• Your objective
Transcribe the data as written, minus images.

[Image point grounding data]
*** Begin section ***

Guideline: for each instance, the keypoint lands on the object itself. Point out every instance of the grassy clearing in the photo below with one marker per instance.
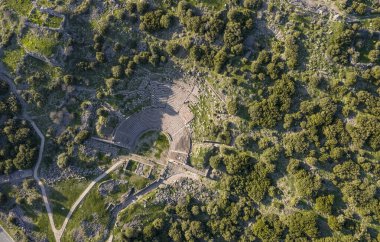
(92, 210)
(37, 17)
(53, 21)
(132, 165)
(22, 7)
(13, 57)
(35, 212)
(215, 4)
(42, 43)
(200, 156)
(145, 213)
(63, 195)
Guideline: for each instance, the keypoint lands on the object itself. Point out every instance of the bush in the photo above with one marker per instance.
(81, 136)
(324, 204)
(302, 225)
(142, 6)
(117, 71)
(100, 57)
(62, 160)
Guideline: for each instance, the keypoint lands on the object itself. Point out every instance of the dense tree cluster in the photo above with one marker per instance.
(18, 141)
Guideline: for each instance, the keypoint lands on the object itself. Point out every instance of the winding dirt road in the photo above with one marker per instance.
(135, 197)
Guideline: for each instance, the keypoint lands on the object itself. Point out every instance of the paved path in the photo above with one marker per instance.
(12, 86)
(4, 236)
(16, 176)
(83, 195)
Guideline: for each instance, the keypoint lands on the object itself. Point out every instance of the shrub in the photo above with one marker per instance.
(62, 160)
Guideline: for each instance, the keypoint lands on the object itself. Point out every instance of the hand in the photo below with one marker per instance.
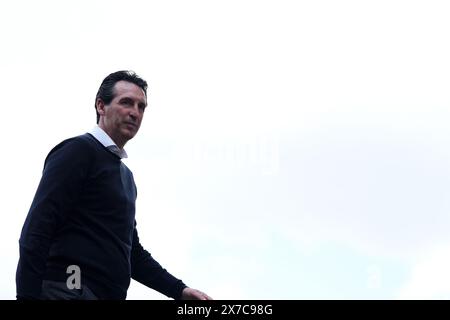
(194, 294)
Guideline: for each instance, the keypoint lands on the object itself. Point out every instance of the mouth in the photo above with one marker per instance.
(131, 124)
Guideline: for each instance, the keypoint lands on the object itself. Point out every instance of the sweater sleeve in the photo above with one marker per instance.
(150, 273)
(64, 174)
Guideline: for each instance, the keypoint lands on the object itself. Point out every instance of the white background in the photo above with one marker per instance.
(291, 149)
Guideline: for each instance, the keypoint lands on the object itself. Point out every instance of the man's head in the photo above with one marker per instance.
(120, 104)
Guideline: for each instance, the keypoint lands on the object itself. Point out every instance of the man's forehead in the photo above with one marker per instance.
(122, 88)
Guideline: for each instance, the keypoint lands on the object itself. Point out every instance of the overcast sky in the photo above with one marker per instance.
(291, 149)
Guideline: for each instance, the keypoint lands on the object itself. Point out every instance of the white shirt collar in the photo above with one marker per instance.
(106, 140)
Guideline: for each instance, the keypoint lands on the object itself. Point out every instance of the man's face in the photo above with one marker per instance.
(122, 118)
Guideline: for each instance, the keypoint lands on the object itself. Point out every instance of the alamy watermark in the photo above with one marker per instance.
(74, 280)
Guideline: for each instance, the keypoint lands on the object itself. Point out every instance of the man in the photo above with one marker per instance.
(79, 240)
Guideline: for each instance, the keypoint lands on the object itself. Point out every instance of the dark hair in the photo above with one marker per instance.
(106, 90)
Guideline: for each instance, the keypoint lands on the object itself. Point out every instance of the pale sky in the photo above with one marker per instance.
(291, 149)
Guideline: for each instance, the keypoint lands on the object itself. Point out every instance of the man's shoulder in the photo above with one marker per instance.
(78, 145)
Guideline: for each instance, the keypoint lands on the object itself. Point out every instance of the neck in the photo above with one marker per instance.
(116, 140)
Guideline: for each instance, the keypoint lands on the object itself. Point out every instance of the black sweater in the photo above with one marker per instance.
(83, 214)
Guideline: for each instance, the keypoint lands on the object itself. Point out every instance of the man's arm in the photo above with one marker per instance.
(64, 173)
(150, 273)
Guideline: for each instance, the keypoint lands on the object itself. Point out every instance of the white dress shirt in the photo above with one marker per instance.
(106, 140)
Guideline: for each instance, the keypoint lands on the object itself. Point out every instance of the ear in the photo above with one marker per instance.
(100, 105)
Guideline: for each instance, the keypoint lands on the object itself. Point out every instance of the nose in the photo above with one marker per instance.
(134, 112)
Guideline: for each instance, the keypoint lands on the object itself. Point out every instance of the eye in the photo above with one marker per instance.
(126, 102)
(142, 107)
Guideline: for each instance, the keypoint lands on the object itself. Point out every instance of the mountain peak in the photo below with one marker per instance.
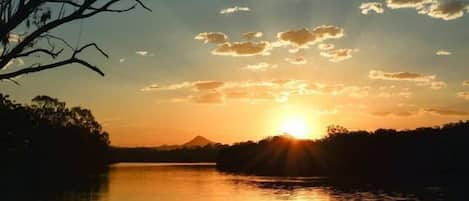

*** End section ***

• Your response
Guideline: for each instance, the keypoint lands on the object itself. Point out every instance of the grassy clearing in the photo below with one marker per instance.
(92, 210)
(37, 17)
(53, 21)
(132, 165)
(22, 7)
(13, 57)
(35, 212)
(215, 4)
(42, 43)
(200, 156)
(145, 213)
(63, 195)
Guideline: for each instance, the keypoint lands on the object itself. Point out every instance of the bush in the photo above with one marker per instance.
(81, 136)
(324, 204)
(302, 225)
(142, 6)
(117, 71)
(100, 57)
(62, 160)
Guideline: for each instance, the keypoint lands on the object itself. Point out every instance of the dense tree cluster in the photo above with one marker per instance.
(18, 141)
Guideline: for each instance, the keypoint lands on the object itself. Point out every instance of the winding dirt road in the photo above with one marker per instance.
(135, 197)
Guideline: for each instance, the keypoint lands on the object itself. Point out every instance of the paved path in the photo above with one marker per instance.
(12, 86)
(4, 236)
(16, 176)
(83, 195)
Guideline: for each instance, the keypoint lands on the object itself. Point out every instance of the shrub in the photo above with one marker per instance.
(62, 160)
Guideline: for each instance, the keypoint lands on the object itself. Point out every instance of the hand in the photo below with one marker per instance.
(194, 294)
Guideline: for each instance, the keypoint lands on the object itself. Point out every instance of the mouth in the photo above with one marker per instance.
(131, 124)
Guideline: for each instance, the keypoint lands on the object itself. Point out every instance of the sweater sleeve in the photo above with one marker per instance.
(150, 273)
(64, 174)
Guideline: for each instance, the keypoint lands on the object itself. Point out every instance of the white background in the photo above with one marker per instance.
(291, 149)
Guideline: for each instance, the keypoint lands on the object itself. Point out every instance of the man's head in the photo above with one marker per instance.
(120, 104)
Guideline: for each instance, the keypoint lands on the object itself. Point out every instance of the man's forehead in the photo above with one marker per instance.
(122, 88)
Guideline: for each instance, the keypoint lands on the object itself. Point out every instance of the overcast sky in the photo above with one marker per instance.
(291, 149)
Guideline: for each instance, the keypoint lands on the object itself. Point out every instance of the white shirt collar in the photo above with one marker per instance.
(106, 140)
Guideline: for each instance, the keypoint lands on the object itself. Point out every instance of the man's face in the photo above with one marker per instance.
(122, 118)
Guideline: for each instance, the keypoint lands on the object itself. Point out every instance of the alamy watermark in the photo above with one marker per instance.
(74, 280)
Guideline: for each instance, the keypoint lands on the object itself. Point out every instance of the man in the photo above with one marker per instance.
(79, 240)
Guideline: for each instance, the keypoint lands on the object itself. Point out every instance of the dark hair in the photo above with one marker per instance.
(106, 90)
Guideline: for each instance, the keypoint lands on the object itself. Point out every instance of the pale sky in the photo above with one marker per instance.
(291, 149)
Guideline: for each instance, the keypoint lands on the object itself. Point out every instance of the man's shoulder in the photo above with one marker per instance.
(78, 145)
Guideline: for each instance, the keypoint lands on the object itself. Point out every instance of the neck in the photo above with one marker per instance.
(116, 140)
Guideline: for each instance, the keypoint lands on the object itself. Point out every instance of the black sweater in the photo above with one marker per instance.
(83, 214)
Guideline: for each instance, the keypoint lands on the object itself. Point out every instance of the man's arm in the photo above with one marker per instance.
(64, 173)
(150, 273)
Guideline: for each instance, the keypoint lands on the object itself. Point out every instance of the white dress shirt in the photo above with one marker per instance.
(106, 140)
Guideline: for each instance, the keypoint lands on the object itself. Point out every instance of the ear in the photo above with one marker per instance.
(100, 105)
Guideline: for each instance, the keypoint lands on the object itself. Point out every instance of the nose in the photo above with one marker per instance.
(134, 112)
Guideline: for each instance, the keypoint lands on the object itself. Point out every instance of the eye in the photo above with one marker per instance.
(126, 102)
(142, 107)
Guideline: for each instance, the keypoint lands on the object itself. Point out every instance of the mountain peak in the photo below with one marker per instance.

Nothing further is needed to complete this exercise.